## Requirement
Reproduce the following records line for line, with no changes.

## Records
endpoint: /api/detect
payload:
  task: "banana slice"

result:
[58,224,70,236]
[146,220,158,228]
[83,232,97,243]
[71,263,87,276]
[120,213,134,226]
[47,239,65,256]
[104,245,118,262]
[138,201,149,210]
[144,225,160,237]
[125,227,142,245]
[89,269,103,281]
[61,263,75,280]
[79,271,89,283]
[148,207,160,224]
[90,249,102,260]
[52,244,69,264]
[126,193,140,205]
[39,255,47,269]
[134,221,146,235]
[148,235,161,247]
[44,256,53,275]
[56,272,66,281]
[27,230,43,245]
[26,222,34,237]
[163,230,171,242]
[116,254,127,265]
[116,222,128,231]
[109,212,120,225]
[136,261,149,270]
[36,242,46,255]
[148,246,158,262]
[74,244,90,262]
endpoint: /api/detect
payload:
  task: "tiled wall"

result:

## The solution
endpoint: /api/detect
payload:
  task: "banana slice"

result:
[58,224,70,236]
[146,220,158,228]
[83,232,97,243]
[71,263,87,276]
[120,213,134,226]
[47,239,65,256]
[104,245,118,262]
[138,201,149,210]
[144,225,160,237]
[125,227,142,245]
[89,269,103,281]
[61,263,75,280]
[79,271,89,283]
[148,207,160,224]
[90,249,102,260]
[52,244,69,264]
[126,193,140,205]
[39,255,47,269]
[134,221,146,235]
[148,235,161,247]
[44,256,53,275]
[56,272,66,281]
[27,230,43,245]
[26,222,34,237]
[163,230,171,242]
[116,254,127,265]
[116,222,128,231]
[109,212,120,225]
[136,261,149,270]
[36,242,46,255]
[148,246,158,262]
[74,244,90,262]
endpoint: /api/detect
payload:
  task: "tiled wall"

result:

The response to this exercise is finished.